**Your task**
Reproduce every record exactly.

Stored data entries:
——
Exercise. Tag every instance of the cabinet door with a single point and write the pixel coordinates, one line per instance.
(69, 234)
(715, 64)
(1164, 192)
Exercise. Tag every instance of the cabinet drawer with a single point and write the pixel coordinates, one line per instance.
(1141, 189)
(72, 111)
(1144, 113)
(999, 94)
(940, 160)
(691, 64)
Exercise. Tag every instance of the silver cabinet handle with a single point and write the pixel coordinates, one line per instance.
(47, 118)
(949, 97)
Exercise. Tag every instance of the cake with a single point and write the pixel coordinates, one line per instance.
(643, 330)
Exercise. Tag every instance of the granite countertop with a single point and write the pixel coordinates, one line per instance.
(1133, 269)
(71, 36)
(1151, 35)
——
**Finished exercise**
Exercise. Tag every instance of the cabinet door with a single point and write the pixel coordinates, one line per instance.
(69, 234)
(715, 64)
(1164, 192)
Exercise. Tag every instance of the cabinet drawer with a single point and write the pixel coordinates, one line per instance.
(1141, 189)
(72, 111)
(1144, 113)
(999, 94)
(940, 160)
(691, 64)
Exercise. Tag every instance of the silver cabinet handle with a single point and write the pixel coordinates, one line per instance.
(47, 118)
(949, 97)
Exercise. Tag every instance of the cake with a single point and write the pixel coordinates, one line per instance.
(643, 330)
Exercise. Tag every instance of the granite countertop with a single point and write the pixel coordinates, one line per instance.
(1133, 269)
(71, 36)
(1151, 35)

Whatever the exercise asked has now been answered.